Let $\mathbb{D}$ be the open unit disk in $\mathbb{C}$. Show that the space $\mathcal{O}(\mathbb{D}) \cap L^2(\mathbb{D})$ of square-integrable, holomorphic functions on $\mathbb{D}$ is a closed subspace of $L^2(\mathbb{D})$.

This seems clearly true for finite linear combinations of functions in this set. Do we have to also show this is true for infinite combinations?

My functional analysis knowledge is basically zero.

 

[jbergman]

I've been thinking about this problem and tried to make some progress. If anyone has some hints to get me unstuck, I'd appreciate it.

Spoiler: Attempts so far

Imagine we have a Cauchy sequence of square integrable, holomorphic functions $f_n$. Then we know that they converge to $f$, but we have to show that $f$ is holomorphic.

Information supplied:
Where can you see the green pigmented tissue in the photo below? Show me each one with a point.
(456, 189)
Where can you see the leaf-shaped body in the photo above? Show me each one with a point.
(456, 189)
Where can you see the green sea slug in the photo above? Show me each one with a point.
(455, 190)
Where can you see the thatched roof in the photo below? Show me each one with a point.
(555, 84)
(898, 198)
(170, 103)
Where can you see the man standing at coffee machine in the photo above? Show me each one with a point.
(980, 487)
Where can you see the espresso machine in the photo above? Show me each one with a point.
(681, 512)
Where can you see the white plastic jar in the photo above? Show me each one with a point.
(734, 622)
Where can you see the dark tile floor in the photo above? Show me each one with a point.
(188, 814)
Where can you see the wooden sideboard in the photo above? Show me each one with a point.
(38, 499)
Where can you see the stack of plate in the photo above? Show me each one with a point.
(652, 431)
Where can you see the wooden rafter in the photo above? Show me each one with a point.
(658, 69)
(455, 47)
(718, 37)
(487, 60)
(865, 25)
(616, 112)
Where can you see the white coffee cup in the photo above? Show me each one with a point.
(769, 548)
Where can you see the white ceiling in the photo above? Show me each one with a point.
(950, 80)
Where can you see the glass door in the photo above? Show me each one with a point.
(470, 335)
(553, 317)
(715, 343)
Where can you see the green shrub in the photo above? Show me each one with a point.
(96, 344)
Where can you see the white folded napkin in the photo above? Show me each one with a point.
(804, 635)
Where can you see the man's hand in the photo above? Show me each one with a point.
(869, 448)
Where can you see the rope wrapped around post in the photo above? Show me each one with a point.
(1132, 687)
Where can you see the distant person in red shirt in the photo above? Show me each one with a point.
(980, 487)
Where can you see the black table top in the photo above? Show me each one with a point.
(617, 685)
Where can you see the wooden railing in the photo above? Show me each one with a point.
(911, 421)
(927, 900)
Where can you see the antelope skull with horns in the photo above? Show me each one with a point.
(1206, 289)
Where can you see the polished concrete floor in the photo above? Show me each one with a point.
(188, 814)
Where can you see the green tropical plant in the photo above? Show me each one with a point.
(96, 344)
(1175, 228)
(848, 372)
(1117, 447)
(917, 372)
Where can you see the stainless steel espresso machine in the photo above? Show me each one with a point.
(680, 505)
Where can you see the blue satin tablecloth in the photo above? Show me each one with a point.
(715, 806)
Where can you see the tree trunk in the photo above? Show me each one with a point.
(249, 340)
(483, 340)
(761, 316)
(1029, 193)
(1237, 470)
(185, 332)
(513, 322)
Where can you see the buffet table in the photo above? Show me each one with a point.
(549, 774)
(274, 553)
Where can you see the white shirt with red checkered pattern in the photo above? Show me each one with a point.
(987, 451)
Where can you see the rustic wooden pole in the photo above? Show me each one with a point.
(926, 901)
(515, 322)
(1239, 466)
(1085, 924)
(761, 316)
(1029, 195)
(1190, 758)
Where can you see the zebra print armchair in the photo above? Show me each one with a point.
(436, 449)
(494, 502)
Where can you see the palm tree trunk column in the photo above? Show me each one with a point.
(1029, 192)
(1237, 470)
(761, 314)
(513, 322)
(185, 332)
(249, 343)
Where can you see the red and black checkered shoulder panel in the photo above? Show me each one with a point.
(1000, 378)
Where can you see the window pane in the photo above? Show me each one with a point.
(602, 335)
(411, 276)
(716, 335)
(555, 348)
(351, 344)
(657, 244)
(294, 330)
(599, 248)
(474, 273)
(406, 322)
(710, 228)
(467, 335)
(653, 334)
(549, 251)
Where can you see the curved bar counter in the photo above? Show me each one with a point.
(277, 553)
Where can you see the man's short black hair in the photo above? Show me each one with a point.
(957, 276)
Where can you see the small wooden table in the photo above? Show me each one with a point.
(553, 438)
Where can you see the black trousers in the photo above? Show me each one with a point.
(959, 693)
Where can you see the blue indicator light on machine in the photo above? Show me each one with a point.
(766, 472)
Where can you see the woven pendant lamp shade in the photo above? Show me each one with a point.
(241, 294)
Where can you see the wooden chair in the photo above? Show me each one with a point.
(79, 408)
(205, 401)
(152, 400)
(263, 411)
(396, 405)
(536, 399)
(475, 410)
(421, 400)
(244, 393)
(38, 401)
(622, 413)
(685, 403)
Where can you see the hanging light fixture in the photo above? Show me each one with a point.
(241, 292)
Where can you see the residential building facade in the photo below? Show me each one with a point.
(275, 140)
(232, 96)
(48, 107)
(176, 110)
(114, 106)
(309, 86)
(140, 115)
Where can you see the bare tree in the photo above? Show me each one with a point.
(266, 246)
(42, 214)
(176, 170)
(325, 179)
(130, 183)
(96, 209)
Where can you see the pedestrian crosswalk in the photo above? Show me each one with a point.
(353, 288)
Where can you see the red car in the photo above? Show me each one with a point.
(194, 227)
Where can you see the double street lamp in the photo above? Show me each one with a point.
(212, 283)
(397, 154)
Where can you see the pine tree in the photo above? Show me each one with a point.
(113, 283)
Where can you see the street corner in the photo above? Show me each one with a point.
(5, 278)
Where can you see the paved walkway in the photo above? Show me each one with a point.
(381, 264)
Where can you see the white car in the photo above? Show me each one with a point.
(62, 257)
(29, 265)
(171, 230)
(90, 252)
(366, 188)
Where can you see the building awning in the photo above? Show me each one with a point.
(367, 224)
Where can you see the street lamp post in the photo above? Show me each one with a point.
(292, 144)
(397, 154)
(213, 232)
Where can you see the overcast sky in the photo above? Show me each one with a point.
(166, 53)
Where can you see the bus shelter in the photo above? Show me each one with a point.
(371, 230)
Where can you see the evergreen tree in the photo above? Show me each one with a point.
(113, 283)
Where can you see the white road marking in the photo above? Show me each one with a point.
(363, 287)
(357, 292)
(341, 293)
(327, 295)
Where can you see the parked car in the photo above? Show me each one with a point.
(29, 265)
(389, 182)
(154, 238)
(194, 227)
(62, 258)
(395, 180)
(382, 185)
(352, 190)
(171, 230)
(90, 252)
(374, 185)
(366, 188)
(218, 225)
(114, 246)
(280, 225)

Goal 1:
Write down each distinct symbol that the thread about square-integrable holomorphic functions uses for a single set or space, leaving out the combined intersection.
Goal 2:
Continue the thread about square-integrable holomorphic functions from the point where it stops.

Result 1:
$\mathbb{D}$, $\mathbb{C}$, $\mathcal{O}(\mathbb{D})$, $L^2(\mathbb{D})$

Result 2:
Since $f_n$ is holomorphic, we know that we can write it as
$$f_n = \sum_{k=0}^{\infty} a_n^k z^k$$
Now we can look at the holomorphic functions of the following terms which I will call $f_n^k = a_n^k z^k$. For each $k$,
$$\lim_{n\rightarrow \infty} a_n^k = b^k$$ This can easily be shown by the fact that $$||f_{n+1}^k - f_{n}^k||^2 \leq ||a_{n-1}^k-a_n^k||^2 ||z^k||^2$$
So we know that $f_n \rightarrow f$ with $f(z)=\sum_{k=0}^{\infty} b^k z^k$.
Unfortunately, we still have to somehow show that $f$ is bounded... At this point I am stuck. The two ideas that I am trying to explore are somehow to use a Fourier inversion or try and find a way to use the dominated convergence theorem.

 

[julian]

I may have proven that on the open disc $\mathbb{D}_{R-\delta} = \{ z : 0 \leq |z| < {R-\delta} \}$ where $R < 1$ for any $\delta > 0$ the functions $f_n (z)$ uniformly converge to a $L^2$ holomorphic function $f(z)$. Not sure it can be used to prove the full result.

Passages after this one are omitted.